_Brief_
In the entries that follow, find the line containing "the boy's black"; from there, copy every line exactly through the line containing "of the tiled".

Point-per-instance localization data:
--------------------------------------------------
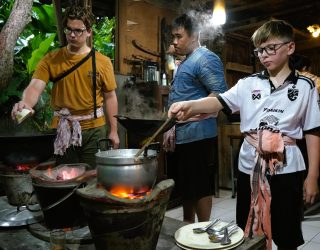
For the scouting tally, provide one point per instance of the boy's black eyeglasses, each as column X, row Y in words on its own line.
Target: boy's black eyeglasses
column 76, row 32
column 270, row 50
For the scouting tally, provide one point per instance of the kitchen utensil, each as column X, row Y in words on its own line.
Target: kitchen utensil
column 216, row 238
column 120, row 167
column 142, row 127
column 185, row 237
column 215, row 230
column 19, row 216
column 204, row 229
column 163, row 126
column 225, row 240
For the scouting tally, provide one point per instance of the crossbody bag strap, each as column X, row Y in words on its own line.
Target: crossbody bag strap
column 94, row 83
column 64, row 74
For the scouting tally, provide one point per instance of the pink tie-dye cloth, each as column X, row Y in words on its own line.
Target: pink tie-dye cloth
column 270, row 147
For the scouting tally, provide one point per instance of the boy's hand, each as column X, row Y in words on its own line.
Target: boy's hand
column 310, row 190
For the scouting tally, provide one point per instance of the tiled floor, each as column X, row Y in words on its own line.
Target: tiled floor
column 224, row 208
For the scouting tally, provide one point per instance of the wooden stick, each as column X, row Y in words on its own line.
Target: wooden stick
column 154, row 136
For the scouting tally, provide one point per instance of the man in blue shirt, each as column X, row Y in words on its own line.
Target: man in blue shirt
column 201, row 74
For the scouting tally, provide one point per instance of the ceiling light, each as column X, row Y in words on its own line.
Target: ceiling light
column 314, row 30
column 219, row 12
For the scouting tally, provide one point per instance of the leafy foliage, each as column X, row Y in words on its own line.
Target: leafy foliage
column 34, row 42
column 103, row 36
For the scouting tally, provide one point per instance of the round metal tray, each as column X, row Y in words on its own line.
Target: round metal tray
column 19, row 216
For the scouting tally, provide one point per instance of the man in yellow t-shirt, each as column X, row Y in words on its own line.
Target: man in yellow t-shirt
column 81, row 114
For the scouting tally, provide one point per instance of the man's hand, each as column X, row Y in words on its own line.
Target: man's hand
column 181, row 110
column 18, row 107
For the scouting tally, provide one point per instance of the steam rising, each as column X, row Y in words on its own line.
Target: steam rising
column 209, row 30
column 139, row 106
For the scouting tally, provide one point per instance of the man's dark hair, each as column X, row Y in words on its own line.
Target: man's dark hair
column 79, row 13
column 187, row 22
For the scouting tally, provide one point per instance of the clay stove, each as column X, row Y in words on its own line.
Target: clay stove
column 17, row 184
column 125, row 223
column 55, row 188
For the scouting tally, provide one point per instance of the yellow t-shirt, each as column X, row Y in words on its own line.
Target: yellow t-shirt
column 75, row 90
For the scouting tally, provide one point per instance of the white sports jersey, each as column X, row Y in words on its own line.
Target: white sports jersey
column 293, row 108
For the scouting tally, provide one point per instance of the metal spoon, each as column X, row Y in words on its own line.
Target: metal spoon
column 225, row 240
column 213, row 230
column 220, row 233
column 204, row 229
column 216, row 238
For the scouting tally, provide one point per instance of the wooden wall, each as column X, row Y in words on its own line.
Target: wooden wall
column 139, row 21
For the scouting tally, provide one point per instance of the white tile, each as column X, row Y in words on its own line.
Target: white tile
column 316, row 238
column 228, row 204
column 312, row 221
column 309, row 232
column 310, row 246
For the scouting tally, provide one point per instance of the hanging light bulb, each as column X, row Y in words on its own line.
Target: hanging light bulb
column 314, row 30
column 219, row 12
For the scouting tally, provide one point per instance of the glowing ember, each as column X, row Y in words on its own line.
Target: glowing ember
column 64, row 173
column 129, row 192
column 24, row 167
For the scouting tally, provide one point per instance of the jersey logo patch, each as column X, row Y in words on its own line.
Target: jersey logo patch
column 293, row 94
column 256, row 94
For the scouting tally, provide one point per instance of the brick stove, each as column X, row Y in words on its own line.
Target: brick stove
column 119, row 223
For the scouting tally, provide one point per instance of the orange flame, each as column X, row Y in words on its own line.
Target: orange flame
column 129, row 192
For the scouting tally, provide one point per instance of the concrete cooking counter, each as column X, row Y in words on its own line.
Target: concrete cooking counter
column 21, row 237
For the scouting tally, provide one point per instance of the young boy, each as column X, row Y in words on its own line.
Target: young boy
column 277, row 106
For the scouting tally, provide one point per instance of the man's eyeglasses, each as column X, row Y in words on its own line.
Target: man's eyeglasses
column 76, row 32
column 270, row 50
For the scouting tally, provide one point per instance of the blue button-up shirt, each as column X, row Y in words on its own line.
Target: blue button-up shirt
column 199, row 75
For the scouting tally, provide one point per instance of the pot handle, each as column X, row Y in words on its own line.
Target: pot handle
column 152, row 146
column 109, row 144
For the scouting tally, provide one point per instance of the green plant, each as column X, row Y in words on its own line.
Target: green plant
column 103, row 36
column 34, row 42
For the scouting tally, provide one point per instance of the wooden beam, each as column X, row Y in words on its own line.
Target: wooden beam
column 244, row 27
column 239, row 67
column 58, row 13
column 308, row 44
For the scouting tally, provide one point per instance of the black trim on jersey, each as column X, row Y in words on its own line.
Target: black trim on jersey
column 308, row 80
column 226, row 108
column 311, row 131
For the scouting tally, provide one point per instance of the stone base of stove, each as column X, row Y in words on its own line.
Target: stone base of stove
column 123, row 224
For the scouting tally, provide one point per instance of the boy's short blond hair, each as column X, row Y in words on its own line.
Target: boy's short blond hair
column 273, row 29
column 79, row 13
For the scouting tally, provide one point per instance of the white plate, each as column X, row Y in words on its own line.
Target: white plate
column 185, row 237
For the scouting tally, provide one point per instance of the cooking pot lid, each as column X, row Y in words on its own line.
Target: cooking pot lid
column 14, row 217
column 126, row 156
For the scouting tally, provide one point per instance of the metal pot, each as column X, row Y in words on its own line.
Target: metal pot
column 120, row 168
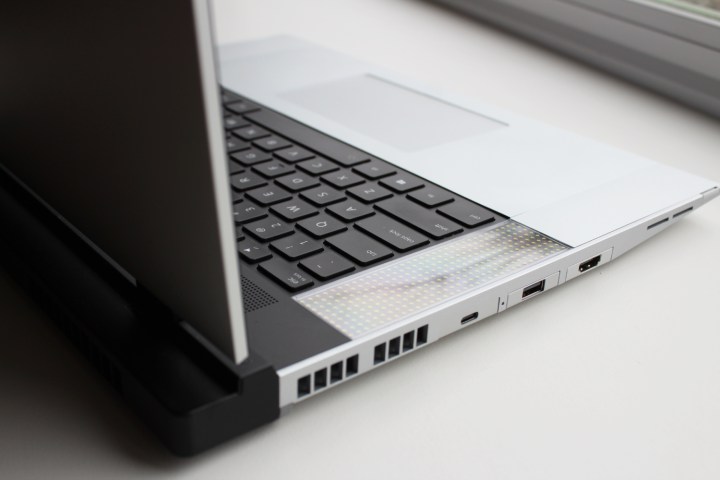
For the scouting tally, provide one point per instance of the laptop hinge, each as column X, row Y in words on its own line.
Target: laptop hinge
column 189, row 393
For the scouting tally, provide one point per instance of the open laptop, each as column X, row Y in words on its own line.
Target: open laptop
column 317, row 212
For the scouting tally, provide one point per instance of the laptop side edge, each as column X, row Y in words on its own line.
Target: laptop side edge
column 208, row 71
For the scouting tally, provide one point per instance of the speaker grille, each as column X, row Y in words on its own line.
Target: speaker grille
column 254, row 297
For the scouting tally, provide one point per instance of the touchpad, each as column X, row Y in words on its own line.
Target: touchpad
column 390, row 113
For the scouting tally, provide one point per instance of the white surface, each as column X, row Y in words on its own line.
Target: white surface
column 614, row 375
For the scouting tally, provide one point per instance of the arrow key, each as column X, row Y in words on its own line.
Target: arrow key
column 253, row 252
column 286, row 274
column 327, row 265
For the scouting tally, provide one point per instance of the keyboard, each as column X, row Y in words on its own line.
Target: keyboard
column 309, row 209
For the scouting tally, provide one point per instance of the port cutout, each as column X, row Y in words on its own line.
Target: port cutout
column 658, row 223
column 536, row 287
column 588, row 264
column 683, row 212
--------------------------------------------------
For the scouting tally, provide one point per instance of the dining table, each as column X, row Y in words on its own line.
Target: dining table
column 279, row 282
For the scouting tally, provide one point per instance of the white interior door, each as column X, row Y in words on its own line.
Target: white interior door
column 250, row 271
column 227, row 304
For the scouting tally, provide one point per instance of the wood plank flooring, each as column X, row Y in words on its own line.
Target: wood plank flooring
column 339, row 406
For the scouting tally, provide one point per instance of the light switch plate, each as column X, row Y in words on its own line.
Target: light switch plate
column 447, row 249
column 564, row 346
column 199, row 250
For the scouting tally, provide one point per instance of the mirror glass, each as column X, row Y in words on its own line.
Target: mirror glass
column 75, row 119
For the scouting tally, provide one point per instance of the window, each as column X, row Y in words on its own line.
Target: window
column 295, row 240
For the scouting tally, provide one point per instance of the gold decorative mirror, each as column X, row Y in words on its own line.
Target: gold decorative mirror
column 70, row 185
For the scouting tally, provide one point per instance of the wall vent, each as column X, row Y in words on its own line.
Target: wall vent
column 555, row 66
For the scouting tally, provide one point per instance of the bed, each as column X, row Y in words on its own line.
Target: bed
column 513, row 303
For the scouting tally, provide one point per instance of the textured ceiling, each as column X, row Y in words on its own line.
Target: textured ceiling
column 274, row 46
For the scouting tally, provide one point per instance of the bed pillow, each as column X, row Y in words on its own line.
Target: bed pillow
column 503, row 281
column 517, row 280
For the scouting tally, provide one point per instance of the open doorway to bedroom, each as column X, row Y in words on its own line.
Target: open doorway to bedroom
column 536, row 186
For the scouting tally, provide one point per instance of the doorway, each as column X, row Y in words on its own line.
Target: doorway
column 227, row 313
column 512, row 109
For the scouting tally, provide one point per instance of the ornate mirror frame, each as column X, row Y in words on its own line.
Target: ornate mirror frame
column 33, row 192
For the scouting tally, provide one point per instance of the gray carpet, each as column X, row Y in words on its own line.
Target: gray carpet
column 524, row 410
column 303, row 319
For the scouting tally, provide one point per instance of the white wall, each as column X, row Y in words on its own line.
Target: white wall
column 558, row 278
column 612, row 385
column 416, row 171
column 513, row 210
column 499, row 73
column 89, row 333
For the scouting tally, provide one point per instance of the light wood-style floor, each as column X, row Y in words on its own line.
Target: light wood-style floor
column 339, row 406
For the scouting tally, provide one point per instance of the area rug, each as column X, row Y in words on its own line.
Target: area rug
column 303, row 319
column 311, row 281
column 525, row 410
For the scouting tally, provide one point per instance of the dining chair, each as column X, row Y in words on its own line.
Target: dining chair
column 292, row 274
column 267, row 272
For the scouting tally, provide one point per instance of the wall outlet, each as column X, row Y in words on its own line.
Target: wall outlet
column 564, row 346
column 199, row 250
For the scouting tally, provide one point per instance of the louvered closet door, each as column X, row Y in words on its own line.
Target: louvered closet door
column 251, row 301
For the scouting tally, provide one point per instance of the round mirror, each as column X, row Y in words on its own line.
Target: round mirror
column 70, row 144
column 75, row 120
--------------------------------------------------
_Result below_
For the scouting tally, provide one point per instance of the boy's black eyeglasses, each as column X, row Y in words on its own line.
Target: boy's black eyeglasses
column 76, row 32
column 270, row 50
For the scouting tally, provide one point per instance of the kitchen utensil, each as column X, row Y in words on its own line.
Target: kitchen utensil
column 216, row 238
column 120, row 167
column 142, row 127
column 185, row 237
column 215, row 230
column 19, row 216
column 204, row 229
column 163, row 126
column 225, row 240
For the scouting tally, provide one point per instance of the crossbody bag strap, each as column X, row Y in words on its own line.
Target: crossbody bag strap
column 94, row 83
column 64, row 74
For the scouting tally, provide one point per instance of the pink tie-dye cloth, each as column X, row Y in words on its own line.
Target: pink tie-dye cloth
column 270, row 147
For the scouting tally, provide one point per instance of the boy's hand, each as column X, row Y in words on its own line.
Target: boy's hand
column 310, row 190
For the scouting tally, provide one point per instance of the tiled floor, each as column X, row Y in words on its own line.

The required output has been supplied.